• EXERCISE INSTRUCTIONS
A – Summarize the text on coral reef viruses in two sentences.
B – List every person named in the text on coral reef viruses.
C – Proceed with the text on coral reef viruses from the point where it stops.

The study sites were located in a variety of reef zones that were subject to different kinds of environmental stress. For example, ocean-facing forereefs are deeper, with cooler and more consistent water temperatures, while near-shore fringing reefs in lagoons are subjected to the highest temperatures and greatest temperature variability.
Howe-Kerr earned her doctorate from Rice in 2022 and recently finished a yearlong Ocean Policy Fellowship at the National Science Foundation. The sampling and analysis took place during her doctoral studies in the Rice lab of marine biologist and study coauthor Adrienne Correa.
“It was a huge team effort to go out and locate and sample the exact same coral colonies two times a year over this three-year period,” Correa says. “That was further complicated by the pandemic, which prevented us from sampling in March 2020, but in the end it was all worth it. We learned a great deal about reef-wide viral dynamics.”
Correa says it was clear from previous studies that corals “harbor lots of diverse viruses,” but it wasn’t known how specific viral types were distributed across a reef. A 2022 study from her group that was lead-authored by another former student, Carsten Grupstra, had detailed findings from tank-based experiments that showed viral activity of a single viral group — dinoRNAVs—in corals increased under heat stress.
“This three-year study builds off that and shows it can also happen in the ocean,” Correa says. “We saw the same kind of heat-induced increases in viral production across reefs.”
Howe-Kerr says the new study also offers one of the first glimpses of how dinoRNAVs behave in time and space over reefs and reef zones.
“We were able to characterize the diversity of dinoRNAVs and their prevalence in colonies across multiple years and reef environments,” she says. “We detected dinoRNAV infections in over 90% of the sampled colonies at some point in the three years. And the composition and diversity of viruses we found in those infections differed among reef zones. That indicates environmental conditions play a role in the dynamics of these outbreaks.”

• DATA EXCERPTS
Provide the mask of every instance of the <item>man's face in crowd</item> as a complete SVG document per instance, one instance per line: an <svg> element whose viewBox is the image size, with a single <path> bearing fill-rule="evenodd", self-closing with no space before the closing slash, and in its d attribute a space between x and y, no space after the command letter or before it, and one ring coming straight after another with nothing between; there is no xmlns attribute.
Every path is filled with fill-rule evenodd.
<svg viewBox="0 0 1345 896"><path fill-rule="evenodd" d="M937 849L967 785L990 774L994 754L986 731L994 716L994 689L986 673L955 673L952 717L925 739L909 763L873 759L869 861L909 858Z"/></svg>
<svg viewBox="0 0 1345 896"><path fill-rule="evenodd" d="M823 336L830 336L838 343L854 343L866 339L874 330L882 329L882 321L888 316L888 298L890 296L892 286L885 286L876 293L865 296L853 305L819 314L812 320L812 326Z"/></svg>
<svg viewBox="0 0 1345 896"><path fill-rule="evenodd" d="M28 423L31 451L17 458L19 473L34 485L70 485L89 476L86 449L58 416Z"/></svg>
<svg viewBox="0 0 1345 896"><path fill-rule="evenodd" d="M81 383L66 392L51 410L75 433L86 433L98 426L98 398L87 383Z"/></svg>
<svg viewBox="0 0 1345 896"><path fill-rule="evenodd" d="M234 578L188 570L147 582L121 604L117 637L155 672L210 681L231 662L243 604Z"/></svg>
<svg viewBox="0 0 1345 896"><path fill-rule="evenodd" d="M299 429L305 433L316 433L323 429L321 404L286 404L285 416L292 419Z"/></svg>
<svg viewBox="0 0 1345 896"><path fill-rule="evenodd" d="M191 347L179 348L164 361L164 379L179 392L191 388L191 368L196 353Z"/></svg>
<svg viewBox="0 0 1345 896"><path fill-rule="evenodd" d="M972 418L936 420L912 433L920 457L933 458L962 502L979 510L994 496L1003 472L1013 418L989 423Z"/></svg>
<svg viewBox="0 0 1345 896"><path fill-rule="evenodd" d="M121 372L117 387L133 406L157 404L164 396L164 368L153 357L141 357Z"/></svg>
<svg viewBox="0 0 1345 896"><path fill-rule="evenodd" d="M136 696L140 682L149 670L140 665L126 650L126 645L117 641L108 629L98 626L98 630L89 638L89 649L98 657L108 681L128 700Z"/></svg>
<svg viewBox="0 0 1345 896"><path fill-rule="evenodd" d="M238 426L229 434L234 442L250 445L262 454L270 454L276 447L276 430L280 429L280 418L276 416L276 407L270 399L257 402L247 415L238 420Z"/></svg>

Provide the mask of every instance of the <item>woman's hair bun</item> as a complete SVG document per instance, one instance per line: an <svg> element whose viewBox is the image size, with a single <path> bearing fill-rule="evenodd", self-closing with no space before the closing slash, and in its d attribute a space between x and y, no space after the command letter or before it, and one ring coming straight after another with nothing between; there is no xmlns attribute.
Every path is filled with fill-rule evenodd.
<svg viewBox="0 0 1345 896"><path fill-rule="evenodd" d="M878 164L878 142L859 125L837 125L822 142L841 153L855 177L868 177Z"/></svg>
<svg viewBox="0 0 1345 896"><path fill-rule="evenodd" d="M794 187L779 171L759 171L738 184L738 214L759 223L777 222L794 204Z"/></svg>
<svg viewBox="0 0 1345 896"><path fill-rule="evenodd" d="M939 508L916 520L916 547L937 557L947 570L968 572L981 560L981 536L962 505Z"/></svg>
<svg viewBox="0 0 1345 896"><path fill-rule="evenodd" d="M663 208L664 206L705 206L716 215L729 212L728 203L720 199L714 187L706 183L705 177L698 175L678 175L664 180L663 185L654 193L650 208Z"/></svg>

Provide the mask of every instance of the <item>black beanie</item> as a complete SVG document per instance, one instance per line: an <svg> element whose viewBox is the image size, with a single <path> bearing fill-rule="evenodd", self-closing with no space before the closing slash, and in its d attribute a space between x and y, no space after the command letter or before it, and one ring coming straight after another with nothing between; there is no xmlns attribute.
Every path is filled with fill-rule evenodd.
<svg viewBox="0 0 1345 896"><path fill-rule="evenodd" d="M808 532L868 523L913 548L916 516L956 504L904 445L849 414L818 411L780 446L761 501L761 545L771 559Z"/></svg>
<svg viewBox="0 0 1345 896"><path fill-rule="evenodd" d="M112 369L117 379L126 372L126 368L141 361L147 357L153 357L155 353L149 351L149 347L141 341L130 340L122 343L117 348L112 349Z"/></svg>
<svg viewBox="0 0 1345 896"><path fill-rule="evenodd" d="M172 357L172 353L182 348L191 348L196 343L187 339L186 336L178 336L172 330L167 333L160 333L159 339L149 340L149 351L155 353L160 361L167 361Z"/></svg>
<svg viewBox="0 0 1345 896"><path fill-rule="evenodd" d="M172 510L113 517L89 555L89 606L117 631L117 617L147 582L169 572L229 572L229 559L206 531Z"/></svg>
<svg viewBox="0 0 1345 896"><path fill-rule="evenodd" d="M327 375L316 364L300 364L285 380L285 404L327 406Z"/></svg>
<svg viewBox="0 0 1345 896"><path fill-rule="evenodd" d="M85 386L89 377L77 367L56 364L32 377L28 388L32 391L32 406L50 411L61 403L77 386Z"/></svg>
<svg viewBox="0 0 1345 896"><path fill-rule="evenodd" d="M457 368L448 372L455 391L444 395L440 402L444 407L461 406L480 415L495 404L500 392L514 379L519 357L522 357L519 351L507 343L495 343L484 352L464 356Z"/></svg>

• ANSWERS TO THE PROBLEMS
A – Over three years, researchers sampled the same coral colonies twice a year in reef zones with different kinds of environmental stress, and they found dinoRNAV infections in over 90% of the sampled colonies at some point. The study showed in the ocean the same heat-induced increases in viral production that earlier tank experiments had found, and the composition and diversity of the viruses differed among reef zones, which indicates that environmental conditions play a role in these outbreaks.

B – Howe-Kerr, Adrienne Correa, Carsten Grupstra

C –
While all 54 colonies survived the three-year experiment, 50% suffered partial mortality. The hardest hit were ocean-facing forereefs, which were almost three times more likely to experience partial mortality than were corals in the fringing reefs, which may be more used to dealing with the high temperatures of the shallower waters close to shore, Correa says.
She says a wider variety of RNA viruses were found in heat-stressed colonies in 2019, which suggests viral production had increased. And the pattern proved strongest in colonies that suffered partial mortality, which points to specific host-virus interactions that could drive ecosystem impacts, she says.
“Viral productivity will likely increase as ocean temperatures continue to rise,” Correa says. “It’s important to learn as much as we can about host-virus interactions, because they have the potential to alter the foundational symbiosis that underpins coral reef ecosystems.”
Coauthors are from Rice, Northeastern University; the University of Oregon; the University of the Virgin Islands; Rutgers University; Oregon State University; George Mason University; New Zealand’s National Institute of Water and Atmospheric Research; and the Mote Marine Laboratory’s Coral Reef Research and Restoration Center in Summerland Key, Florida.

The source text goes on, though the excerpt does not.